(Data pulled from a collection)
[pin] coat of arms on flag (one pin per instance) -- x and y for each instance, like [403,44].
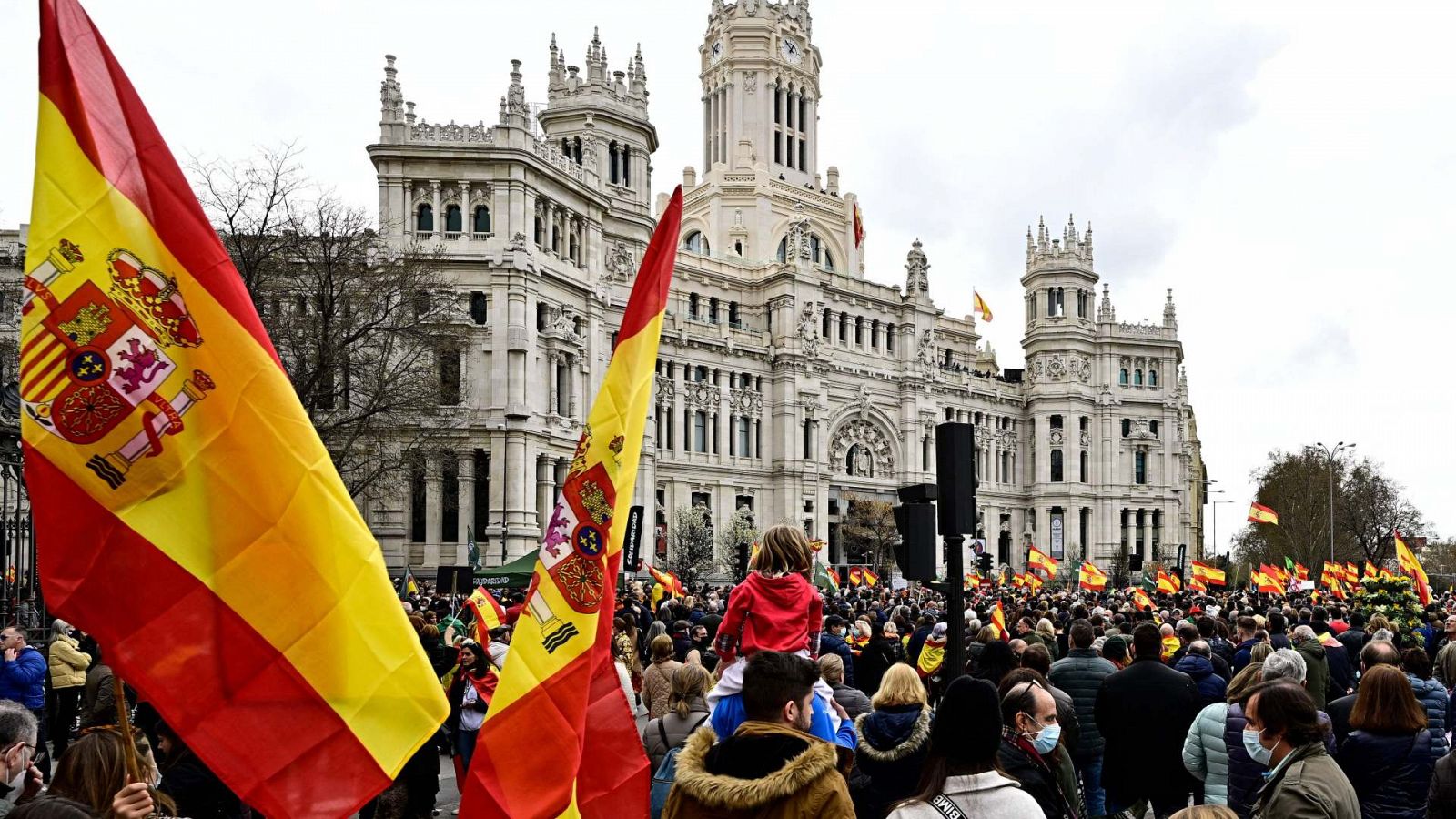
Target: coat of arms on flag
[99,356]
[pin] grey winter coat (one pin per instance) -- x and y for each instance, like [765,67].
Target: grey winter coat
[1081,675]
[1436,702]
[676,727]
[1206,753]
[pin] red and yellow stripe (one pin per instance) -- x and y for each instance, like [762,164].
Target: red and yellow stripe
[230,576]
[561,688]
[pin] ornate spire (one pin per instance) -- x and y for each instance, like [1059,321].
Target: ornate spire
[1104,310]
[916,267]
[390,96]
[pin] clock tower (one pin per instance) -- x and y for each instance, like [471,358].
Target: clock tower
[761,89]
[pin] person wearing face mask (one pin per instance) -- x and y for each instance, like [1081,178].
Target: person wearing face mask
[1283,733]
[1030,733]
[18,736]
[771,767]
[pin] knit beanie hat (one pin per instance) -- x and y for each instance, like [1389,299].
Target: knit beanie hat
[967,724]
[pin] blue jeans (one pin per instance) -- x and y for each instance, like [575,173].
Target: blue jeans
[465,746]
[1091,771]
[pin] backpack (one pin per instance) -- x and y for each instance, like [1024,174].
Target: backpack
[666,773]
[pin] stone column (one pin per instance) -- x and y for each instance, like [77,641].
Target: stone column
[433,509]
[465,468]
[516,471]
[545,501]
[436,227]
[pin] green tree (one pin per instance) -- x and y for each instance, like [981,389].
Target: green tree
[870,533]
[735,540]
[1369,509]
[691,551]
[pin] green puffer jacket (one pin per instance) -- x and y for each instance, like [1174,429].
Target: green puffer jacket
[1206,753]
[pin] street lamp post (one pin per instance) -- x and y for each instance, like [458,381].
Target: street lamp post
[1330,455]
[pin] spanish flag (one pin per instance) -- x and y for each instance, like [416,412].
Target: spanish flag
[187,511]
[1038,559]
[488,614]
[584,755]
[999,622]
[1091,577]
[1208,574]
[1259,513]
[982,307]
[1412,567]
[667,581]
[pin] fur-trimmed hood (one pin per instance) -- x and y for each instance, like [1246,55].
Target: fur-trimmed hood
[703,768]
[888,734]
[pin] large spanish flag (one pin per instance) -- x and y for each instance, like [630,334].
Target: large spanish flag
[1412,567]
[560,738]
[186,511]
[1041,560]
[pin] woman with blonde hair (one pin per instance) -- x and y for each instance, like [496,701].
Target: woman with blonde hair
[774,610]
[895,739]
[657,680]
[686,710]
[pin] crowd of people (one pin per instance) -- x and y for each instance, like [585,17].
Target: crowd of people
[66,753]
[1206,704]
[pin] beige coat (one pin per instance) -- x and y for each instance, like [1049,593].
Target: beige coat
[657,687]
[67,663]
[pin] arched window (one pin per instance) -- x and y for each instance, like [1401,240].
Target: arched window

__Problem to solve__:
Echo all of the lines above word for word, with the pictures left out.

__Exercise answer__:
[pin] coat of arms on flag (one pin per instance) -- x and y for each instance, like [403,44].
Target: coat of arms on flag
[99,356]
[pin] grey winter coat (one pin per instance) -- x and y for each instance, like [765,67].
Target: grey winter coat
[1081,675]
[1436,702]
[676,727]
[1206,753]
[pin] red and yellow stripe (one pin per instance) -- x and y for each instance, like [762,164].
Target: red and yellow stripe
[230,576]
[561,688]
[pin] ornate spire (one pin per instance) -- x and y for each instance, like [1059,321].
Target: ornate spire
[1104,310]
[916,267]
[390,96]
[pin] clock tower (one pin per instance) -- x and y for each instance, like [471,358].
Target: clock tower
[761,89]
[pin] person wearing face mask (one pin per instance) -- x and y for each instance, like [1081,178].
Target: person wearing face mask
[1283,733]
[1030,733]
[18,736]
[771,767]
[pin] knit beanie hat (one pin per instance) -- x and y for each instance, like [1389,299].
Target: knit beanie hat
[967,724]
[pin] blue jeans (one pin per instance) -- x and y for each instance, like [575,173].
Target: blue jeans
[465,746]
[1091,771]
[pin] backpack (one pin per instance) -- x and y for each instance, like [1024,174].
Target: backpack
[666,773]
[pin] stone column (one pin per instance) -- x and y for each instance, like [77,641].
Target: stone column
[433,509]
[465,468]
[516,471]
[545,501]
[436,227]
[pin] green tree (one pin per instance) -- x and y for each instance, like [981,389].
Target: green tree
[870,533]
[735,540]
[1369,509]
[691,551]
[pin] green puffer jacket (one pin per instance) -- x and y for each instance, like [1174,429].
Target: green puffer jacket
[1206,753]
[pin] street lamp post (one pin per instance) -- x and y for each instance, like [458,381].
Target: street lamp post
[1330,455]
[pin] spanish flag (one pin per instance) -- x and y for each instance, like [416,412].
Target: spanish flag
[187,511]
[1038,559]
[488,614]
[584,755]
[999,622]
[1091,577]
[1208,574]
[1259,513]
[982,307]
[1412,567]
[667,581]
[pin] fur-trimmed hood (one pin per instance) -- x and y for each instance, like [1246,55].
Target: fur-trimmed hood
[703,768]
[888,734]
[pin] large spanish flag (one pin per instance) -- x and y for each instance, like [630,334].
Target: large spanish flag
[1412,567]
[560,738]
[186,511]
[1041,560]
[pin] woman with blonde hair (one pin per instance) -- x and y for each instance, like [496,701].
Target: woman with blonde hair
[774,610]
[895,739]
[657,680]
[686,710]
[pin] crowd of people (one pin per instance) -- x and y for each instance, like [585,17].
Target: crowd of people
[66,753]
[1206,704]
[pin] beige coat (one pin per instance) -- x and y for each instance, like [1049,593].
Target: beige coat
[657,687]
[67,663]
[pin] arched window (one pin per instance) -- x and y for each instance, like [1401,240].
Target: arched window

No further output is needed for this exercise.